* **READING PASSAGE**
╭──

After graduate school, he became an electrical engineer with the Hickok Electrical Instrument company in Cleveland, Ohio, and later joined Atari as an Analog Engineer.

==Apple Computer==

"Other hobby computers of the day used inefficient power supplies. The Apple II was the first computer ever to use a plastic case. The heat buildup using even my own power supply design (inefficient type) would have been too great. Steve [Jobs] tapped an Atari engineer, Rod Holt, to design a switching power supply that was much more efficient and generated less heat. Rod also keyed us into the fact that the plastic case wouldn't conduct heat well. At this point in time we took pride in being the first computer to use a switching power supply. Steve was proud of the fact that we didn't need a fan and seems to hold to that ideal to this day. By the way, Rod joined us as the 5th of 5 key [Apple Computer] team members for the first couple of years."
— —Steve Wozniak

During the early development of the Apple II, Apple Inc.'s co-founder Steve Jobs asked his former boss, Atari's Al Alcorn for help with the power supply. Alcorn redirected Jobs to Holt, who saw himself as "a second-string quarterback" at Atari. He was initially "skeptical of Jobs and of Apple" (Swaine and Freiberger note that Holt "had trouble understanding the West Coast culture that shaped Apple's Founders"), telling Jobs that his rate was $200 per day. Jobs, however, replied that "we can afford you" and Holt joined co-founder and lead designer Steve Wozniak's fledgling Apple II team, in part responding to Alcorn's request to "help the kids out." Holt thus began to work "after hours at Atari on Apple's television interface and power supply." According to Apple's first CEO, Michael ("Scotty") Scott, "One thing Holt has to his credit is that he created the switching power supply that allowed us to do a very lightweight computer compared to everybody else's that used transformers." However, some sources show that over a dozen computer systems and terminals with a switching power supply came out in years prior to the Apple II, including PDP-11/20 minicomputer in 1969, Datapoint 2200 in 1970, IBM 5100 portable computer in 1975, and DECSYSTEM-20 in 1976. Holt later joined Apple full-time as Apple Employee #5.

According to Holt, he was the "Chief Engineer and Vice President of Engineering during most of the reign of Apple II. I am most proud of my contributions to the floppy disk, the switching power supply, and radio interference problems. I received four patents for my work and was ennobled with the title of 'Chief Scientist'—whatever that may be. Amidst all the clamor and confusion of Apple's astonishing growth, my son Alan William was born. Six years later, after working what seemed to be sixteen-hour days and seven-day weeks, I was exiled by new management—the fourth member out of five of the original Apple team to be retired or pushed out."

╰──

[Natural-language object grounding data]
╭──

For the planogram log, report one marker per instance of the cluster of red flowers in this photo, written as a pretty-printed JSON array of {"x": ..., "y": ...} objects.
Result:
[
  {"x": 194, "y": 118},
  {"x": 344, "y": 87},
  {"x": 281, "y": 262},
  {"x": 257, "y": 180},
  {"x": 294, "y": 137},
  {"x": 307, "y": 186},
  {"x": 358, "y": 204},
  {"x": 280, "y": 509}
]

╰──

* **ACTIVITY LIST**
A – According to the text about Rod Holt, why did Steve Jobs bring in Holt to design a switching power supply for the Apple II? Answer in one to three sentences.
B – Return the part of the text about Rod Holt between "After graduate school, he" and "an Analog Engineer.", inclusive, copied word for word.
Use only the text about Rod Holt to respond.

* **TASK RESPONSES**
A – The Apple II used a plastic case, and the heat from even Wozniak's own inefficient power supply design would have been too great. So Jobs had Holt design a switching power supply, which was much more efficient and made less heat.

B –
After graduate school, he became an electrical engineer with the Hickok Electrical Instrument company in Cleveland, Ohio, and later joined Atari as an Analog Engineer.